Work required >>
Reproduce the text of the records below word for word, leaving out the pictures.

(Entries from a point annotation set)
= = = = =
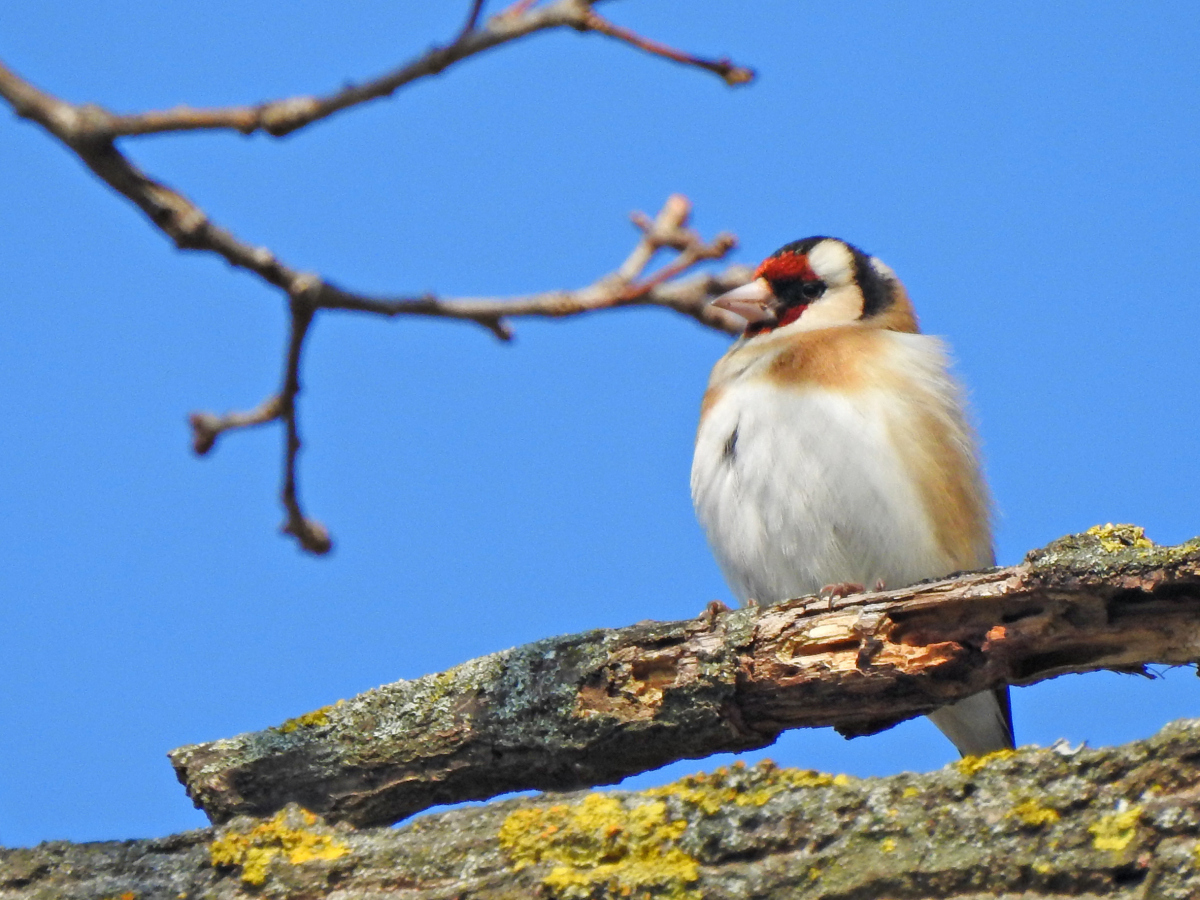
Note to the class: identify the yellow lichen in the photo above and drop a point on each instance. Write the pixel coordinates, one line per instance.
(1121, 537)
(1032, 813)
(1116, 831)
(603, 844)
(313, 719)
(289, 835)
(742, 786)
(971, 765)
= = = = =
The reply >>
Note to the class: identify the yellow lichen in the photo above and drop a point on each instance. Write the pixel coordinates, one line per instance.
(1121, 537)
(1032, 813)
(1116, 831)
(603, 844)
(313, 719)
(289, 835)
(742, 786)
(971, 765)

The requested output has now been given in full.